• REQUIRED WORK:
1. In the forum thread, how long has Lady K's boyfriend been in a relationship with her?
2. Quote the forum thread starting at "This is the" and ending at "alittle lacking also...lol.".
3. Extend the forum thread about a boyfriend who keeps his distance from his partner's adult children, picking up right after its final line.

• PROVIDED TEXT:
%%

# Can't We All Just Get Along??



## Lady K (Feb 6, 2013)

My boyfriend of 8 mths makes no effort to get to know my adult kids. They make every effort to talk with him to get to know him but he doesn't respond in kind. My family is important to me and very much a part of life. He is a sweet, funny, kind man but socially can be very awkard. I am just the opposite. Sigh...Anyone out there had this problem?


----------



## pchinvegas (Feb 6, 2013)

I have and I am feeling for ya. My last relationship of 6 years ended and the fact that he would be sarcastic, patronizing and just plain mean to members of my family. I wish I had some good advice but I just don't. Holidays and family dinners were tense and miserable for me.


----------



## Lady K (Feb 6, 2013)

This is the first person I have dated since my husband died. Its good that you don't have to put up with your ex-boyfrirnd's behavior anymore. There is no excuse for rudeness. My boyfriend is what he is and I know I just have to decide how much our differences bother me. It's not like either of us are going to change. The passion department is alittle lacking also...lol.


----------



## SeaBreeze (Feb 6, 2013)

It's common that opposites attract, so if he's really shy and you're outgoing, it may be a good match.  I wouldn't tolerate behavior like pchinvegas is mention though, sarcasm, being mean and making the family members feel uncomfortable would be a no no, he'd be a gonner. 

 I'm suspicious of people though, I would wonder why he's not letting them get to know him, I'd wonder if he's hiding something...like a wife, or bad behavior he doesn't want discovered.  He knows you see him through loving eyes, your kids would be more of a challenge to fool...no offense please, just things I've seen happen with other folks.


----------



## pchinvegas (Feb 6, 2013)

I have spent a life time trying to figure out what makes people do and act the way they do. I spent a couple marriages trying to change a person into what I needed them to be. Then I realized, I can only change me, not them.
Maybe their actions are insecurity, maybe they are jealous of your time and love for your family. Either way, no matter how good their intentions you will suffer.
I had to make a choice, and for me it was the right one. My happiness and my family comes first


----------



## Lady K (Feb 7, 2013)

Thank you all for your responses. I know whatever decision I make will be taking my happiness and my family welfare as my first consideration.


----------



## SifuPhil (Feb 7, 2013)

%%

• RECORDED DATA:
%%

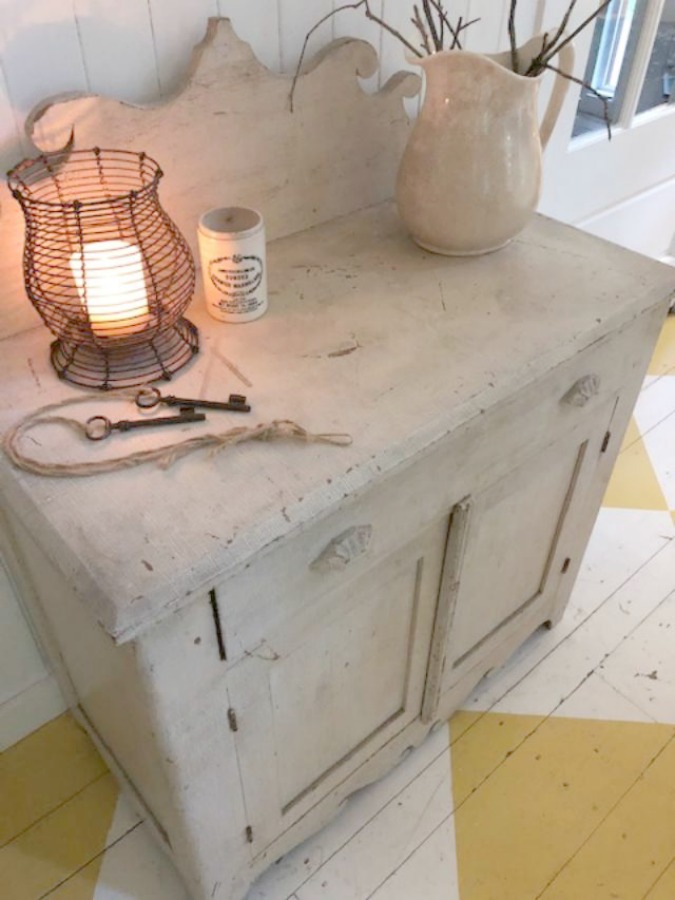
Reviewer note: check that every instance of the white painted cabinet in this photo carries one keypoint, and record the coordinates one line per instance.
(253, 636)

%%

• FINAL RESULTS:
1. 8 months.

2.
This is the first person I have dated since my husband died. Its good that you don't have to put up with your ex-boyfrirnd's behavior anymore. There is no excuse for rudeness. My boyfriend is what he is and I know I just have to decide how much our differences bother me. It's not like either of us are going to change. The passion department is alittle lacking also...lol.

3.
SeaBreeze said:


> It's common that opposites attract, so if he's really shy and you're outgoing, it may be a good match...



Opposites may attract, but complementaries stay attached. I know it's an old expression, but from what I've seen of many couples that quirky little behavior that at first is so endearing usually results in your staring at your partner's neck while your finger strokes the edge of the Bowie knife. 

Lady K, I won't judge your guy but I WILL say this: in any relationship the primary goal is to get along with EACH OTHER, not each other's families, friends and pets. I know that many people consider these to be part and parcel - "Love me, love my family" - and if you in fact feel this way then you simply need to make a decision NOW about which is more important. I know we "want it all" but perhaps that isn't a very realistic expectation ...


----------



## Lady K (Feb 8, 2013)

That is true on both thoughts. Opposites being able to stay together and wanting it all. I kind of want it all from a man I would want to marry but not from someone I am just dating. My daughter and my grandchildren live with me and my son nearby so it is important to me that a person is comfortable with my family. We are sometimes loud, funny and love to hug. I guess its kind of sink or swim in a relationship with me. I probably will be single for quite awhile..lol!


----------



## SifuPhil (Feb 8, 2013)

Lady K said:


> That is true on both thoughts. Opposites being able to stay together and wanting it all. I kind of want it all from a man I would want to marry but not from someone I am just dating. My daughter and my grandchildren live with me and my son nearby so it is important to me that a person is comfortable with my family. We are sometimes loud, funny and love to hug.



Oh, well, then, if he isn't marriage material you can always drop him like a bad habit. 



> I guess its kind of sink or swim in a relationship with me. I probably will be single for quite awhile..lol!



You and me both, Sister!  I found _one_ person in my life willing to put up with my insanity - I KNOW I won't find another, unless it's the interns at the Wilkes Barre Home For Idiots.


----------



## Lady K (Feb 8, 2013)

I won't drop him because I am having so much fun. My husband got to a point that he never wanted to go out. It is so much fun to go to concerts, dinner, walks, parking on the beach and' watching the sky,why I just give this up. I feel alive again.


----------



## R. Zimm (Feb 10, 2013)

Yes, do not think that he's the only potential SO for you at this point. Maybe just back off a bit from the relationship and get out to some new places/activities where you might meet some different guys. One of the best ways to find a person you can get along with is through a love of a common activity or hobby.


----------



## jeenny80 (Feb 27, 2013)

I had a similar problem and still do not know how to deal with it.
Maybe apply some valuable advice.


----------



## SeaSparkle (Feb 27, 2013)

Lady K said:


> This is the first person I have dated since my husband died. Its good that you don't have to put up with your ex-boyfrirnd's behavior anymore. There is no excuse for rudeness. My boyfriend is what he is and I know I just have to decide how much our differences bother me. It's not like either of us are going to change. The passion department is alittle lacking also...lol.



hmm.. if you're having doubts, go with your gut & kick 'em to the curb (especially if the passion dept is a little lacking! layful
There's lots of nice, single guys out there who would love to have the opportunity to socialize with your adult kids.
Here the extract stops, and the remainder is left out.